╭─ Supplied text
-1

I have a .txt dataset like this:

user_000044 2009-04-24  13:47:07    Spandau Ballet  Through The Barricades 

I have to read the last two colums, Spandau Ballet as unique and Through the Barricades as unique. How can I do this?

In need to create two array, artists =[] and tracks = [] in which I put data in a loop, but I can't define the portion of text in a line.

Someone can help me?

RobJan
  • 1,351
  • 1
  • 14
  • 18
Jessica Martini
  • 253
  • 2
  • 3
  • 11
  • 1
    Apparently your fields are separated by tabs--you should state that, since those tabs cannot be seen. Are there many rows, with the same format as the one you show? What do you mean by "read... as unique"? You say you "put data in a loop"--please show your code attempt. – Rory Daulton Jul 19 '18 at 20:24
  • 2
    This is a TSV—tab-separated values—file, which is just a CSV (comma-separated values) with tabs instead of commas as the delimiters. You can use the stdlib's `csv` module to read these, or third-party libraries (including NumPy and Pandas), or (if you know there are never any tab characters or quotes or escapes within the fields) just call `line.split('\t')` on each line. – abarnert Jul 19 '18 at 20:26
  • The stackoverflow site is mostly concerned with helping people correct their code. Since there's no code in the question it will likely be closed. To re-open it, have a try at implementing the suggestions in the comment. Alternatively, ask another question with the code in it. Good luck! – holdenweb Jul 20 '18 at 05:37

3 Answers3

1

If the columns in your file are separated by tabulations, you can use np.loadtxt (NumPy function) following

artists, tracks = np.loadtxt("myfile.txt", delimiter = "\t", dtype = str, usecols = [ 3, 4 ], unpack = True)

This will output a NumPy array. Optionally, you can convert these arrays into conventional Python lists of strings following

artists = [ str(s) for s in artists ]
tracks = [ str(s) for s in tracks ]
Kefeng91
  • 802
  • 6
  • 10
0

An option using python and no third-party packages:

data = open('dataset.txt', 'r').readlines()

artists = []
tracks = []

for line in data:
    artist, track = line.split(' '*2)[-2::]
    artists.append(artist.strip())
    tracks.append(track.strip())

print artists
print tracks

output:

['Spandau Ballet']
['Through The Barricades']

[-2::] gets the last 2 columns in each line, adjust to get other columns if needed.

0

You are probably better off with using the pandas-module to load the content of the .txt into a pandas DataFrame and proceed from there. If you're unfamiliar with it...a DataFrame is as close to an Excelsheet as it can get with Python. pandas will handle reading the lines for you so you don't have to write your own loop.

Assuming your textfile is four column, tab-separated, this would look like:

# IPython for demo:
import pandas as pd

df = pd.read_csv('ballet.txt', sep='\t', header=None, names=['artists', 'tracks'], usecols=[2, 3])
# usecols here limits the Dataframe to only consist the 3rd and 4th column of your .txt

Your DataFrame then could look like:

df
# Out: 
          artists                  tracks
0  Spandau Ballet  Through The Barricades
1   Berlin Ballet               Swan Lake

Access single columns by column names:

df.artists  # or by their index e.g. df.iloc[:, 0]
# Out: 
0    Spandau Ballet
1     Berlin Ballet
Name: 2, dtype: object

You can still put the data into an array at this point, but I can't think of a reason you really wanna do this if you're aware of the alternatives.

Darkonaut
  • 20,186
  • 7
  • 54
  • 65
╰─
Instruction A - Print the entries again unchanged, starting with the line that contains "of the chin" and continuing through the last line of the entries.
╭─ Information provided
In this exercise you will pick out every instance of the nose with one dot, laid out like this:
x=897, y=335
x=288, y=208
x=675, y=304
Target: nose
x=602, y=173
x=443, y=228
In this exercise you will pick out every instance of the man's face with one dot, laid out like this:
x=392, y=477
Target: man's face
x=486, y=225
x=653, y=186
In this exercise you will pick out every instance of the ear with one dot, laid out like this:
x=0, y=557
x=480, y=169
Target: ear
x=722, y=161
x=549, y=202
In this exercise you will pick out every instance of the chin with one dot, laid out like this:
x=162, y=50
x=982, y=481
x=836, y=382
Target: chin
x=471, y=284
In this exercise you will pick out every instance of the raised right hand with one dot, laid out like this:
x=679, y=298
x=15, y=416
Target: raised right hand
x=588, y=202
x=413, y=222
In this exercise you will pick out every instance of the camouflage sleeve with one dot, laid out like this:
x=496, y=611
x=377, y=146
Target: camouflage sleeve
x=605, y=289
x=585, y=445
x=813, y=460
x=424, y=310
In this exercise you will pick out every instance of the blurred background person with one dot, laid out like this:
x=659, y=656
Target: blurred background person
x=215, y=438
╰─
Instruction B - In the forum thread on reading a tab-separated file, what does the slice [-2::] get from each line?

Complete response A -
In this exercise you will pick out every instance of the chin with one dot, laid out like this:
x=162, y=50
x=982, y=481
x=836, y=382
Target: chin
x=471, y=284
In this exercise you will pick out every instance of the raised right hand with one dot, laid out like this:
x=679, y=298
x=15, y=416
Target: raised right hand
x=588, y=202
x=413, y=222
In this exercise you will pick out every instance of the camouflage sleeve with one dot, laid out like this:
x=496, y=611
x=377, y=146
Target: camouflage sleeve
x=605, y=289
x=585, y=445
x=813, y=460
x=424, y=310
In this exercise you will pick out every instance of the blurred background person with one dot, laid out like this:
x=659, y=656
Target: blurred background person
x=215, y=438

Complete response B - It gets the last two columns in each line.